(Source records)
▼

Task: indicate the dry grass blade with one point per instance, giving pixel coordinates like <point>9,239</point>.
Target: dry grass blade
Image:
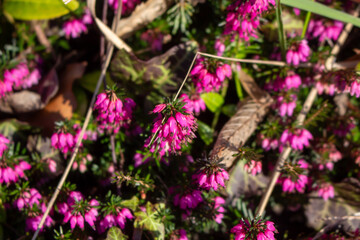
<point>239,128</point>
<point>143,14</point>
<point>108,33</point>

▲
▼

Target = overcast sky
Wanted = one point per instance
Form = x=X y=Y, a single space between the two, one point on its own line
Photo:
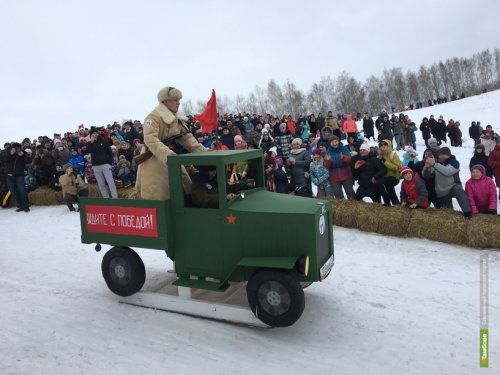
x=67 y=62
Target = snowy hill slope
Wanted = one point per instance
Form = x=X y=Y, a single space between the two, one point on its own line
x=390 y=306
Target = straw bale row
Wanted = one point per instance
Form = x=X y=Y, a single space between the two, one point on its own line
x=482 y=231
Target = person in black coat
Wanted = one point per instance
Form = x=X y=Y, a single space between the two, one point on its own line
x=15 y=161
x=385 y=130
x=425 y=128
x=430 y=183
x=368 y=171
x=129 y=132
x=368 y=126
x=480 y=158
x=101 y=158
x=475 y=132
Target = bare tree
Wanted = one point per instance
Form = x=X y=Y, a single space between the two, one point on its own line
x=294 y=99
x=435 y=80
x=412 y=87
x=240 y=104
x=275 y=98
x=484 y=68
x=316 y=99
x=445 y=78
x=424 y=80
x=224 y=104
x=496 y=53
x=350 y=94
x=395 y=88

▲

▶ [Set exercise] Write out again the lines running from the one containing "Target = straw bale row" through the one containing "x=475 y=132", both of those included. Add 128 to every coordinate in the answer points, and leave the other lines as they are.

▶ [Solution to this problem]
Target = straw bale row
Wanted = one point per instance
Form = x=X y=Y, a single space between the two, one point on its own line
x=610 y=359
Target = person in black coat
Wanted = one point per instance
Form = x=X y=Y, a single space between the two, one point on its own line
x=143 y=289
x=513 y=258
x=553 y=256
x=558 y=311
x=496 y=299
x=257 y=260
x=496 y=254
x=608 y=286
x=229 y=286
x=603 y=260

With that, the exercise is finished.